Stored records
↓↓↓

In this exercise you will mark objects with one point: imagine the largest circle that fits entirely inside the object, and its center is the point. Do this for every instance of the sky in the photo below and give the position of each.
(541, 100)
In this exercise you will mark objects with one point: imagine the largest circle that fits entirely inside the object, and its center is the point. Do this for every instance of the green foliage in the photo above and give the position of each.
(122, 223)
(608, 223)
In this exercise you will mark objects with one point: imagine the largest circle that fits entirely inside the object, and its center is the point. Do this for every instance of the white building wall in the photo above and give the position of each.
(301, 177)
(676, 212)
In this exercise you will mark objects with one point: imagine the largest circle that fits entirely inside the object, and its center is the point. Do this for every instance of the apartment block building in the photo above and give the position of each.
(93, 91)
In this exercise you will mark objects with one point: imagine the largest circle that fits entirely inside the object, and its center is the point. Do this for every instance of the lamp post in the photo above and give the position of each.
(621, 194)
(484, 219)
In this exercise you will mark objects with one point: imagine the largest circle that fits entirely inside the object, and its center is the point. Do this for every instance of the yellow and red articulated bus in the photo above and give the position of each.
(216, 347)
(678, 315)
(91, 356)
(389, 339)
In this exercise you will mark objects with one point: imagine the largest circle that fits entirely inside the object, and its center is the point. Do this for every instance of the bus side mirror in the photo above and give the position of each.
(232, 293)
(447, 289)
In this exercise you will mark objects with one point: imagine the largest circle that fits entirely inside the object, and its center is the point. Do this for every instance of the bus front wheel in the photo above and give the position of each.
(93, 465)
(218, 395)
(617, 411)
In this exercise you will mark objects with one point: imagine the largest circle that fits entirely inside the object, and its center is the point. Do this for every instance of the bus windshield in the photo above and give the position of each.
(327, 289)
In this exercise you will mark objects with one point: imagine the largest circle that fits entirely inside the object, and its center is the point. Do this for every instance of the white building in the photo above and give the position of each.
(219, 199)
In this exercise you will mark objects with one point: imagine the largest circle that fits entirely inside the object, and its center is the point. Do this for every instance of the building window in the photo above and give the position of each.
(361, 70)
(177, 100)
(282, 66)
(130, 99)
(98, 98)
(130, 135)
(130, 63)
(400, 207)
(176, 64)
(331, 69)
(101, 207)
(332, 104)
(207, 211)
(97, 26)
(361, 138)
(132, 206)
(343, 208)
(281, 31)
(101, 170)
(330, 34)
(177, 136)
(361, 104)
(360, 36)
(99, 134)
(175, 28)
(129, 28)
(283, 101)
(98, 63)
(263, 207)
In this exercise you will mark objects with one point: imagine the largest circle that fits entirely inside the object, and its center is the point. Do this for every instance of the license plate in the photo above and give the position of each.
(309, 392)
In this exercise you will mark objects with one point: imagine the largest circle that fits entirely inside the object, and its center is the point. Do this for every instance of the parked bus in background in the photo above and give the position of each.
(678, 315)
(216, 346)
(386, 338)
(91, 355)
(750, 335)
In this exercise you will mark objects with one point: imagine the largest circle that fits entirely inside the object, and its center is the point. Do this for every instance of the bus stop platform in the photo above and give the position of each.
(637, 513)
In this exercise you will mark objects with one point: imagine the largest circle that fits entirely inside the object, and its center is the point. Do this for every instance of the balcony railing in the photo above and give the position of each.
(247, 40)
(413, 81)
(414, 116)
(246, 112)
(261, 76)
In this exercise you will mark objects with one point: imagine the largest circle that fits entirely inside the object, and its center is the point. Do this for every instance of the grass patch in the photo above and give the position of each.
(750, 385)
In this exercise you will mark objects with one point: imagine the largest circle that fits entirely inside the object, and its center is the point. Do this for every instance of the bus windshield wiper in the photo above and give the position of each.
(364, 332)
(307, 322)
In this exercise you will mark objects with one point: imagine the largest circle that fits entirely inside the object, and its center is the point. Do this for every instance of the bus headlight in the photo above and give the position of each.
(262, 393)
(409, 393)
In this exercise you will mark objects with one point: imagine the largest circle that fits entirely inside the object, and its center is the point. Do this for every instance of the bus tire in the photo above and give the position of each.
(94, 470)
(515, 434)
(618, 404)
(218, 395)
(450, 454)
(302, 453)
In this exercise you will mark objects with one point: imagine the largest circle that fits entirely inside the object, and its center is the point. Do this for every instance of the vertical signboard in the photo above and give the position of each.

↑↑↑

*Stated task*. Copy out each line above, character for character.

*Task output*.
In this exercise you will mark objects with one point: imagine the largest circle that fits entirely inside the object, and its center is the point. Do this for every instance of the sky in the photo below and give the position of each.
(541, 100)
In this exercise you will mark objects with one point: imagine the largest circle that fits entirely inside the object, and its center is the point. Do this for every instance of the green foliage in the photo above and give the position of each.
(122, 223)
(608, 223)
In this exercise you will mark objects with one point: imagine the largest circle that fits entirely inside the object, and its center is the point. Do this for every instance of the white building wall in the photo above and give the position of each.
(301, 177)
(676, 212)
In this exercise you will mark objects with one point: imagine the largest circle that fits entirely inside the object, and its center is the point. Do this for every instance of the apartment block building in the photo above and give the position of each.
(93, 91)
In this exercise you will mark objects with one point: imagine the largest circle that fits entirely inside the object, and its center is the point. Do this for every instance of the lamp post in the photo above and give the position of each.
(621, 194)
(484, 219)
In this exercise you will mark objects with one point: imagine the largest circle that fits entirely inside the object, and its center is the point. Do this for every instance of the yellow and red articulated bus in the photo above and give the position of each.
(216, 347)
(678, 315)
(91, 356)
(389, 339)
In this exercise you will mark objects with one point: imagine the largest circle that fits entirely inside the object, and its center is the point. Do this for every instance of the bus side mirror in the photo above and give the position of each.
(232, 293)
(447, 289)
In this exercise you will mark objects with one point: imagine the largest circle that fits entirely inside the object, and its center is the point. Do this for every instance of the bus front wheel in the photo above and give the position of each.
(93, 465)
(218, 395)
(617, 411)
In this exercise you will mark objects with one point: imagine the largest circle that fits entirely inside the object, and its center is the point. Do this for every instance of the bus windshield in the photo above and give the position of each.
(327, 289)
In this exercise you will mark objects with one point: imagine the largest circle that fits entirely inside the object, and its center is the point. Do this for every instance of the white building in the photo above and give the position of each.
(219, 199)
In this exercise you will mark objects with one point: imagine the largest circle that fits entirely inside the object, and its center is the point. Do this for every instance of the building window in the photo above and give the position of each.
(361, 70)
(177, 100)
(282, 66)
(130, 99)
(98, 98)
(130, 135)
(130, 63)
(400, 207)
(176, 64)
(331, 69)
(101, 207)
(332, 104)
(207, 211)
(97, 26)
(361, 138)
(132, 206)
(343, 208)
(281, 31)
(101, 170)
(330, 34)
(177, 136)
(361, 104)
(360, 36)
(99, 134)
(175, 28)
(129, 28)
(283, 101)
(98, 63)
(263, 207)
In this exercise you will mark objects with one point: imagine the largest circle that fits entirely inside the object, and its center is the point. Do this for every instance of the license plate in the photo above and give the position of each.
(309, 392)
In this exercise you will mark objects with one point: imagine the largest circle that fits entirely inside the object, and its center is the point. Do this for every instance of the parked bus in background in the photo above and give the position of each.
(678, 315)
(216, 346)
(386, 338)
(91, 355)
(750, 335)
In this exercise you will mark objects with one point: imagine the largest circle that fits entirely inside the object, and its center is the point. Do this for every instance of the bus stop platform in the photo above and give the position of each.
(637, 513)
In this exercise you will mark objects with one point: imagine the largest circle that fits entirely inside the object, and its center is the point. Do this for every instance of the balcony railing in the photo above and give the position of each.
(247, 40)
(413, 81)
(414, 116)
(246, 112)
(261, 76)
In this exercise you will mark objects with one point: imagine the largest circle that fits entirely inside the object, and its center is the point. Do this for every instance of the grass patch in the photo above and give the position of each.
(750, 385)
In this exercise you will mark objects with one point: imagine the largest circle that fits entirely inside the object, and its center is the point. Do this for every instance of the bus windshield wiper in the photo above and give the position of each.
(364, 332)
(307, 322)
In this exercise you will mark objects with one point: imagine the largest circle that fits entirely inside the object, and its center is the point. Do this for every instance of the bus headlight in the photo above and give the position of each.
(262, 393)
(409, 393)
In this exercise you will mark objects with one point: imagine the largest circle that fits entirely inside the object, and its center is the point. Do this for every instance of the bus tire in the photo above and give the position of each.
(94, 470)
(515, 434)
(618, 404)
(218, 395)
(450, 454)
(302, 453)
In this exercise you will mark objects with one point: imagine the largest circle that fits entirely inside the object, and its center is the point. Do this for every instance of the vertical signboard in the photo above and give the position of each.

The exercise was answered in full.